- [Esercizio scritto 1]:
Ricopia parola per parola il tratto del brano sui nuraghi che va da "Malgrado la nostra" fino a "svaniscono nel nulla.".

- [Brano proposto]:
§

Megaliti e stelle. Visioni dal passato.

Intervista a Ilaria Montis di Gabriella Bernardi

All’epoca della redazione del codice Hammurabi, l’antica e remota civiltà del popolo nuragico sardo che si perde nella profonda età del bronzo, circa 2000 a.C., aveva già conoscenze tecniche e architettoniche notevoli per erigere nell’arco di un millennio un patrimonio di oltre 7000 nuraghi.

Purtroppo come abbiano fatto e perché ancora non è dato saperlo.

Dove il tempo o le esigenze non hanno prevalso troppo, si possono ancora ammirare notevoli esempi di sovrapposizioni ciclopiche o considerare le simmetrie e gli incastri a secco, seguiti per la realizzazione di torri o dei vani ricavati su più livelli, collegati da scale elicoidali tra le mura.

Nonostante queste sofisticate realizzazioni il mistero rimane ancora di più per non aver lasciato traccia di una forma di scrittura, magari da decifrare, ma sarebbe stata utile per comprendere il loro mondo.

Malgrado la nostra tecnologia “…forse noi, non sappiamo più leggere queste pietre” con un po’ di rammarico Ilaria Montis si sofferma a considerare una graduale perdita della conoscenza e delle conoscenze che se non si tramandano, svaniscono nel nulla.

Però lei, una ragazza dotata di un sorriso solare e da un’energia quasi inesauribile, è un’archeologa professionista con grandi progetti per il recupero del patrimonio del passato.

§

- [Esercizio scritto 2]:
Riscrivi le voci qui sotto dalla riga che contiene "written like (13,98)." fino all'ultima riga compresa, con le richieste. Aggiungi 114 a ogni numero delle coordinate date come risposta.

§

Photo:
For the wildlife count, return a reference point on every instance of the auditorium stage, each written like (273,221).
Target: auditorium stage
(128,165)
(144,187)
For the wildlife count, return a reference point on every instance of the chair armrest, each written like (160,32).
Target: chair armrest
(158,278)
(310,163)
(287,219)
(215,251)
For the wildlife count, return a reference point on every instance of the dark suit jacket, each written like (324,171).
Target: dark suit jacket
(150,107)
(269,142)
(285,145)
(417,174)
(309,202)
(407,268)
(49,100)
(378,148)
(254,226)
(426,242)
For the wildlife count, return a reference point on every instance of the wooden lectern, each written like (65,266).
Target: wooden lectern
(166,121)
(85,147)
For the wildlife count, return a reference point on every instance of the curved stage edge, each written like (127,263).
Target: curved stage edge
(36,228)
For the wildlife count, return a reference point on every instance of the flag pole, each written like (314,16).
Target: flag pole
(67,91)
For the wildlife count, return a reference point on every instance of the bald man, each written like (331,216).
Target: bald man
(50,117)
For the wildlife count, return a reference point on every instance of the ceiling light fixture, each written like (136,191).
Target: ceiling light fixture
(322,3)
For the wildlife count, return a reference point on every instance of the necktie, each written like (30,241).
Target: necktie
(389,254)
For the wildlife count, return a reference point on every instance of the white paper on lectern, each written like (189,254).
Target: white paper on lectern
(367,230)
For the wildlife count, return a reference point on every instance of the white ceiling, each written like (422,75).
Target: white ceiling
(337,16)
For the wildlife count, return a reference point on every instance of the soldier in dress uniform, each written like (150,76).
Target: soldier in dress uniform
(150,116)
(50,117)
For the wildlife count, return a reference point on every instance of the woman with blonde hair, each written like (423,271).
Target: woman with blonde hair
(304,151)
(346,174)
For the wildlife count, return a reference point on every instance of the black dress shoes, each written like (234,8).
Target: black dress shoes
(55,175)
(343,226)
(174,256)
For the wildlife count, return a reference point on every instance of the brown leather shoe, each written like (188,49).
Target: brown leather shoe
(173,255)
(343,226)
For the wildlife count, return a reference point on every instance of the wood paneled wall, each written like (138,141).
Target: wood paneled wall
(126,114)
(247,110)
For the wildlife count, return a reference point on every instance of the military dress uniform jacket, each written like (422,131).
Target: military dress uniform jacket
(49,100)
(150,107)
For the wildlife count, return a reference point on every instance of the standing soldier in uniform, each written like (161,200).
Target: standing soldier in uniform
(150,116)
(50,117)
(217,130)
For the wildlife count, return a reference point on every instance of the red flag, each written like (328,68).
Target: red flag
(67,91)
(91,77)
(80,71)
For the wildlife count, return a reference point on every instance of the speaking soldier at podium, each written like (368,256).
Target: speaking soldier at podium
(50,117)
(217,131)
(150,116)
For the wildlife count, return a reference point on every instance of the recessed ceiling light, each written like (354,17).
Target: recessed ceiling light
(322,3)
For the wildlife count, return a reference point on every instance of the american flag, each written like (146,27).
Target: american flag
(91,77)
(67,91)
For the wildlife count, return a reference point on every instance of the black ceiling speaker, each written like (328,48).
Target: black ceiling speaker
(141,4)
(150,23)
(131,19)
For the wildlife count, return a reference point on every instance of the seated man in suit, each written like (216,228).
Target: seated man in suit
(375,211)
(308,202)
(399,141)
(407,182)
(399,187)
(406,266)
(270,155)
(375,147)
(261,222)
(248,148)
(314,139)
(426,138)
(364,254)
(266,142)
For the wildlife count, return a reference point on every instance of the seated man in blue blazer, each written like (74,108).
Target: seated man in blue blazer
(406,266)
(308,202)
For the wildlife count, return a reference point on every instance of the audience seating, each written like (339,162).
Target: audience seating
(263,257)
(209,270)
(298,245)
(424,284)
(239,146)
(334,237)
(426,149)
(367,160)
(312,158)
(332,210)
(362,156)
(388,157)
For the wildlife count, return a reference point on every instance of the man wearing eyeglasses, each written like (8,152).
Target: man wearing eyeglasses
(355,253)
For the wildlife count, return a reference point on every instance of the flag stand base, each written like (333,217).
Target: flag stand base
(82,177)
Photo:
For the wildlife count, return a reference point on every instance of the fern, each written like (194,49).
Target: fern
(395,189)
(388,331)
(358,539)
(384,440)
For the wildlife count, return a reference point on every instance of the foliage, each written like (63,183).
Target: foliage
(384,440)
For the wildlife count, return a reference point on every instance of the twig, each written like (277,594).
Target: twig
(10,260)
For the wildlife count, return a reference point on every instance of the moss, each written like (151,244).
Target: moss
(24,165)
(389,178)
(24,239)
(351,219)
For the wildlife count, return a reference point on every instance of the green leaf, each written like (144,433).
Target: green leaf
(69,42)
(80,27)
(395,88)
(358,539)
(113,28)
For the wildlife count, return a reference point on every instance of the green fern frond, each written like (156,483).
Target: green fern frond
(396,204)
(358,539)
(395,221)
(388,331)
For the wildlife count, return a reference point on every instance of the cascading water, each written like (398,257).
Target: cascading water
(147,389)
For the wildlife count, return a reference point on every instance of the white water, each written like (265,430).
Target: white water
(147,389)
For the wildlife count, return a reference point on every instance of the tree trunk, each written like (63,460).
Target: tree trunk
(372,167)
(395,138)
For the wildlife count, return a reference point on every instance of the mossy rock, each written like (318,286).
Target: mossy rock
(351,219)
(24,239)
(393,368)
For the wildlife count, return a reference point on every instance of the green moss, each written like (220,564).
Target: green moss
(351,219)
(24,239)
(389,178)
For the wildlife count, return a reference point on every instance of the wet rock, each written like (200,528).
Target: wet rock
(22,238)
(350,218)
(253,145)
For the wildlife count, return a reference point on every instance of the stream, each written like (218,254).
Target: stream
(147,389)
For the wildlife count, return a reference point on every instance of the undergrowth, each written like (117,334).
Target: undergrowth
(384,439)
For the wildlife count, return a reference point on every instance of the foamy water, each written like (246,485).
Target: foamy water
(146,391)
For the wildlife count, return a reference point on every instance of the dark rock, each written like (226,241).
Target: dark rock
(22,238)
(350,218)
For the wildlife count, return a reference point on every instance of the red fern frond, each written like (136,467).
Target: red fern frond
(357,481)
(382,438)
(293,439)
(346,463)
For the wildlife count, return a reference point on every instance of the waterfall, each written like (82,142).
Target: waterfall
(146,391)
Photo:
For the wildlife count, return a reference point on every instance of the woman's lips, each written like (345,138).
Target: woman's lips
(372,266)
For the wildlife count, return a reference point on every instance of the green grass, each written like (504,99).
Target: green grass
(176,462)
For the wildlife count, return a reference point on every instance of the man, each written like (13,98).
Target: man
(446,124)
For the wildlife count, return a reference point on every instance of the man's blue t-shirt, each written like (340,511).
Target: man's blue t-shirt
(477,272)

§

- [Risposta scritta 1]:
Malgrado la nostra tecnologia “…forse noi, non sappiamo più leggere queste pietre” con un po’ di rammarico Ilaria Montis si sofferma a considerare una graduale perdita della conoscenza e delle conoscenze che se non si tramandano, svaniscono nel nulla.

- [Risposta scritta 2]:
For the wildlife count, return a reference point on every instance of the man, each written like (13,98).
Target: man
(560,238)
For the wildlife count, return a reference point on every instance of the man's blue t-shirt, each written like (340,511).
Target: man's blue t-shirt
(591,386)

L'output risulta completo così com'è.